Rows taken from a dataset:
-=-=-
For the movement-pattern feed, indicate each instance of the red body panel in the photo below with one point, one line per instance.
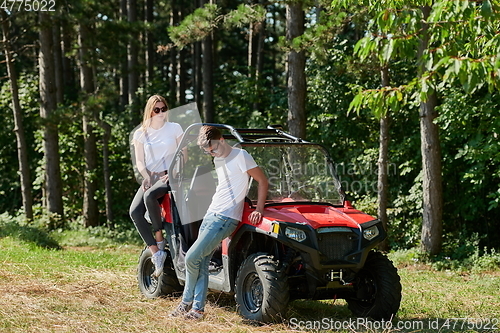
(316, 216)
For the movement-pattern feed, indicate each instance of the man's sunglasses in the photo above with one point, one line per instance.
(212, 151)
(157, 110)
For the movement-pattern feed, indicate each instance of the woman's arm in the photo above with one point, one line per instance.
(258, 175)
(140, 162)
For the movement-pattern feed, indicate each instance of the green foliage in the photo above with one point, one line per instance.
(196, 26)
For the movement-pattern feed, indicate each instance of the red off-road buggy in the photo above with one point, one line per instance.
(311, 244)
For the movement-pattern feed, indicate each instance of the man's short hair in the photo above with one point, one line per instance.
(207, 134)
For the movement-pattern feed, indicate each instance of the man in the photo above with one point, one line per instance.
(234, 168)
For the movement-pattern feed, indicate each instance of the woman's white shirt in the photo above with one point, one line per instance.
(159, 145)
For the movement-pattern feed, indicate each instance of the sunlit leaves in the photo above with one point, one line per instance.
(464, 45)
(380, 101)
(196, 26)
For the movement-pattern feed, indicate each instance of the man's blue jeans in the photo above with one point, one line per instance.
(213, 230)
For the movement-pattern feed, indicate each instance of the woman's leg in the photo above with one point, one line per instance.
(137, 211)
(213, 230)
(158, 190)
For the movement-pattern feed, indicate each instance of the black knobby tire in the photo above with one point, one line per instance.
(378, 289)
(262, 292)
(151, 287)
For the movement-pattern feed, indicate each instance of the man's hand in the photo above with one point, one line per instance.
(255, 217)
(146, 184)
(164, 179)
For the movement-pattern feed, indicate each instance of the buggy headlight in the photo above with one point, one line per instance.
(371, 233)
(295, 234)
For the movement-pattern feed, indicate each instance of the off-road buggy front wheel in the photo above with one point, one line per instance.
(377, 289)
(152, 287)
(262, 292)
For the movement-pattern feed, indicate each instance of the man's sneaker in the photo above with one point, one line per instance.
(181, 309)
(158, 260)
(194, 314)
(161, 245)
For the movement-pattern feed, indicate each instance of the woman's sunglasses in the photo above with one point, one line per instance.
(157, 110)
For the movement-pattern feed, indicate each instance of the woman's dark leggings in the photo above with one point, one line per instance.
(148, 201)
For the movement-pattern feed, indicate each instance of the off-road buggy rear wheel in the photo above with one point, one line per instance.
(378, 289)
(152, 287)
(262, 291)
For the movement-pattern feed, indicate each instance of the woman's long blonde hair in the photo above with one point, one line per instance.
(148, 110)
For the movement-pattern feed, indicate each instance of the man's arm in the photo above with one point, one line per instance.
(258, 175)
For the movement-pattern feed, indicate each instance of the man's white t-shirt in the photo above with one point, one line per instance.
(233, 183)
(159, 145)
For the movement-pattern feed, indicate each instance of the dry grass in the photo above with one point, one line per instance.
(95, 290)
(100, 300)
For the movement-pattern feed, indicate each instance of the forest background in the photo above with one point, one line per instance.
(403, 94)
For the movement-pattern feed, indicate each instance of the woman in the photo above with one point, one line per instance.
(155, 142)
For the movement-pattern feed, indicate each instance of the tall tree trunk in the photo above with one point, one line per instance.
(22, 150)
(124, 62)
(150, 51)
(68, 69)
(383, 154)
(296, 72)
(432, 224)
(182, 71)
(259, 65)
(197, 77)
(47, 106)
(174, 20)
(58, 62)
(208, 74)
(90, 208)
(133, 56)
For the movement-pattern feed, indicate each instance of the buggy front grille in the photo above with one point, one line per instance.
(337, 245)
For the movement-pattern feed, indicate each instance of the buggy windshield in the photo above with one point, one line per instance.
(296, 172)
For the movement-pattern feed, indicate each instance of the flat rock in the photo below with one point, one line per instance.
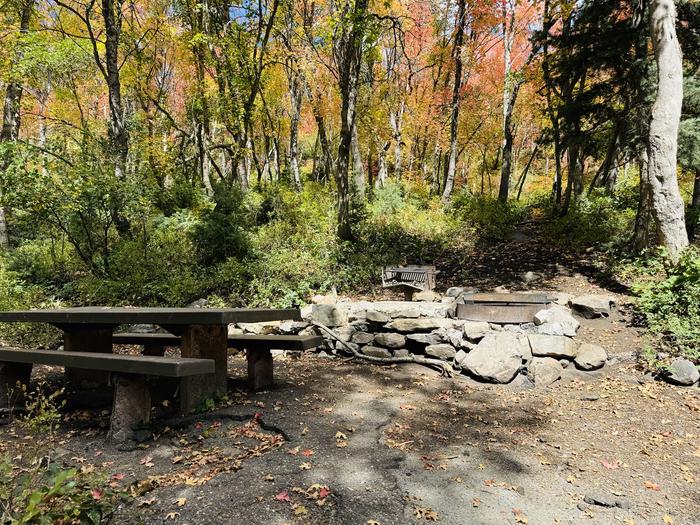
(592, 306)
(375, 351)
(556, 320)
(362, 338)
(427, 296)
(497, 358)
(377, 317)
(419, 325)
(476, 330)
(398, 309)
(390, 340)
(345, 333)
(682, 372)
(455, 291)
(450, 336)
(441, 351)
(545, 370)
(459, 357)
(552, 346)
(328, 315)
(590, 357)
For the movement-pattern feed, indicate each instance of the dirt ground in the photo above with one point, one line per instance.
(343, 442)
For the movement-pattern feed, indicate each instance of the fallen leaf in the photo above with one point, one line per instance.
(283, 496)
(651, 486)
(612, 466)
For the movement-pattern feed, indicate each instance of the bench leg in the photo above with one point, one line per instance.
(259, 369)
(87, 340)
(204, 342)
(10, 375)
(131, 408)
(156, 350)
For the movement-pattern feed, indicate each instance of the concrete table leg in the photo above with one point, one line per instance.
(131, 408)
(204, 342)
(259, 369)
(156, 350)
(10, 375)
(87, 339)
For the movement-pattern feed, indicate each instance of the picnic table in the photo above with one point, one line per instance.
(202, 333)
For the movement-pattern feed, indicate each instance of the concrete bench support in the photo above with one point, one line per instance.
(131, 408)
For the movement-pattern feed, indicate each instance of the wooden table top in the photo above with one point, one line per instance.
(147, 315)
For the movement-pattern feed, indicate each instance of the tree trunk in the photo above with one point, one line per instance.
(640, 239)
(295, 95)
(510, 93)
(460, 23)
(119, 136)
(667, 204)
(11, 115)
(348, 50)
(358, 169)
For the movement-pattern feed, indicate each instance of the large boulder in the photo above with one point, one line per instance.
(497, 358)
(556, 320)
(328, 315)
(592, 306)
(557, 346)
(375, 351)
(682, 372)
(476, 330)
(545, 370)
(419, 325)
(441, 351)
(390, 340)
(590, 357)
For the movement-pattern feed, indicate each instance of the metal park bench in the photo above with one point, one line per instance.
(258, 350)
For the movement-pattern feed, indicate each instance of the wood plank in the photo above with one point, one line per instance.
(250, 342)
(507, 298)
(158, 316)
(502, 314)
(125, 364)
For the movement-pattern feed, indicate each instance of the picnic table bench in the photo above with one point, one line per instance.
(257, 347)
(88, 347)
(129, 374)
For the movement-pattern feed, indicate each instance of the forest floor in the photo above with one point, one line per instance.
(343, 442)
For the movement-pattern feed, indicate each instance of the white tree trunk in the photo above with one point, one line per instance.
(667, 204)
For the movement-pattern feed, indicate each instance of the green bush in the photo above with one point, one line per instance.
(489, 218)
(671, 305)
(598, 220)
(39, 494)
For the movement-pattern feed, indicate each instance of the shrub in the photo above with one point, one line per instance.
(670, 304)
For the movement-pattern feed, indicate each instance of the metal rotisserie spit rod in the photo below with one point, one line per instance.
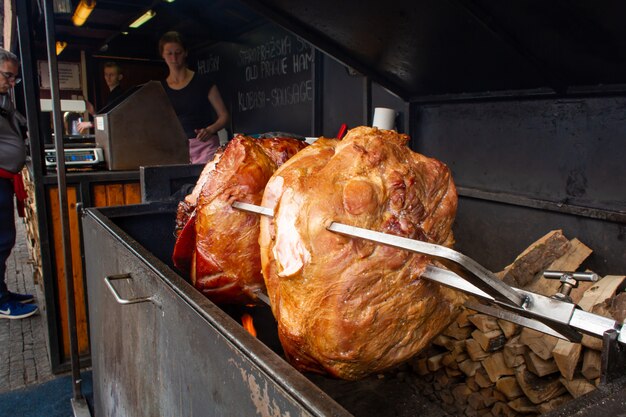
(546, 314)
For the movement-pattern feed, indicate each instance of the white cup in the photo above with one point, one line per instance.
(384, 118)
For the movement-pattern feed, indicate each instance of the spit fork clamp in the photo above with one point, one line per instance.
(554, 315)
(568, 281)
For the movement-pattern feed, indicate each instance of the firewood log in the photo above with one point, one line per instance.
(600, 291)
(502, 409)
(508, 328)
(490, 341)
(554, 403)
(484, 322)
(469, 367)
(476, 400)
(461, 393)
(457, 332)
(538, 389)
(419, 366)
(592, 364)
(538, 366)
(475, 352)
(535, 258)
(471, 383)
(495, 367)
(513, 352)
(538, 342)
(577, 387)
(522, 405)
(566, 355)
(482, 378)
(570, 261)
(434, 362)
(509, 387)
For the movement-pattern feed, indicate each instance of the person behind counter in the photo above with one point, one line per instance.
(189, 92)
(12, 159)
(112, 76)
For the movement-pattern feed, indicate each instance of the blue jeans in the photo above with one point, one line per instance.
(7, 232)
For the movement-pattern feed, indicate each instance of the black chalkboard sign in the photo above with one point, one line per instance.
(266, 80)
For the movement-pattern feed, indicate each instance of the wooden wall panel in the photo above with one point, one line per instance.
(77, 271)
(116, 194)
(112, 194)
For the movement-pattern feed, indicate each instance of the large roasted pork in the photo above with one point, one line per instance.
(218, 245)
(346, 306)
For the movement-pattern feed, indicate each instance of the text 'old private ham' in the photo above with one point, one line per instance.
(346, 306)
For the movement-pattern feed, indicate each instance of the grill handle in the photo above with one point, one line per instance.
(124, 301)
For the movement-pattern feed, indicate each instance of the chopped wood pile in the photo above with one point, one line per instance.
(483, 366)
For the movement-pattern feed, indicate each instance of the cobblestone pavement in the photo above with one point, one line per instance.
(24, 357)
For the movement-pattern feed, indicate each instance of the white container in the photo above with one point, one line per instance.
(384, 118)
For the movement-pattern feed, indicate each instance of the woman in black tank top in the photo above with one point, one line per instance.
(190, 93)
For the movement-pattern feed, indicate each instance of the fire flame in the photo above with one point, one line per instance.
(247, 322)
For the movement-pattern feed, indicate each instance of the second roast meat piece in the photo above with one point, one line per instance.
(346, 306)
(218, 246)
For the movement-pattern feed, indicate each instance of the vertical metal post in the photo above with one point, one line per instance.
(61, 182)
(367, 101)
(317, 126)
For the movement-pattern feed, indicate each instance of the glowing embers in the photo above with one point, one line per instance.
(248, 323)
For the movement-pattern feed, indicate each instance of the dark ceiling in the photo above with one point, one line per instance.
(414, 48)
(201, 22)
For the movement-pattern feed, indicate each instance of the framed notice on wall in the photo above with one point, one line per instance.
(69, 75)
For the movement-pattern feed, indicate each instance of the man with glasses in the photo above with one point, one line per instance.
(12, 158)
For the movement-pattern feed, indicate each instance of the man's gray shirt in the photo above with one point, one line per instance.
(12, 147)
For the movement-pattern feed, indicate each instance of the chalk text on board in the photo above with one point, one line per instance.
(209, 65)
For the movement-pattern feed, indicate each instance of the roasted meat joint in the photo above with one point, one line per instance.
(217, 246)
(343, 306)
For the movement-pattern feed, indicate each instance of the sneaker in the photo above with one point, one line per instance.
(21, 298)
(15, 310)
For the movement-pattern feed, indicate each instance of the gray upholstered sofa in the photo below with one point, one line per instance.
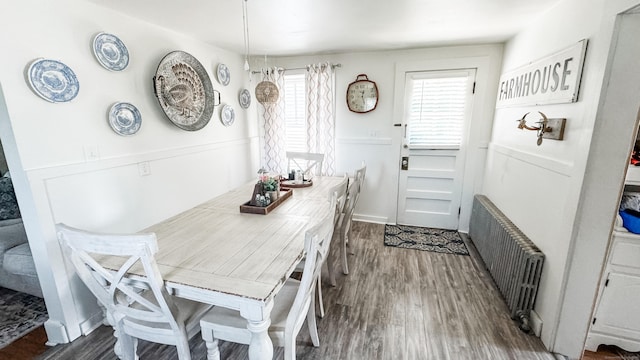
-=-=-
# [PROBLEM DETAILS]
Please reproduce word for word everything from the line containing "of the chalk" down to the last of the entries, leaving the pictures out of your answer.

# [SOLUTION FOR THIS TASK]
For the movement-pattern feed, indicate each instance of the chalk text on board in the photo above with one point, one line per instance.
(209, 65)
For the movement-pattern feed, indicate each instance of the roasted meat joint in the photo above with one point, one line per instance.
(217, 246)
(343, 306)
For the movement-pattern feed, indicate each instance of the sneaker in the photo above with one point, one line per instance.
(21, 298)
(15, 310)
For the movement-pattern feed, indicate each instance of the gray upholstered sofa in the photo below with one point, one line per instance.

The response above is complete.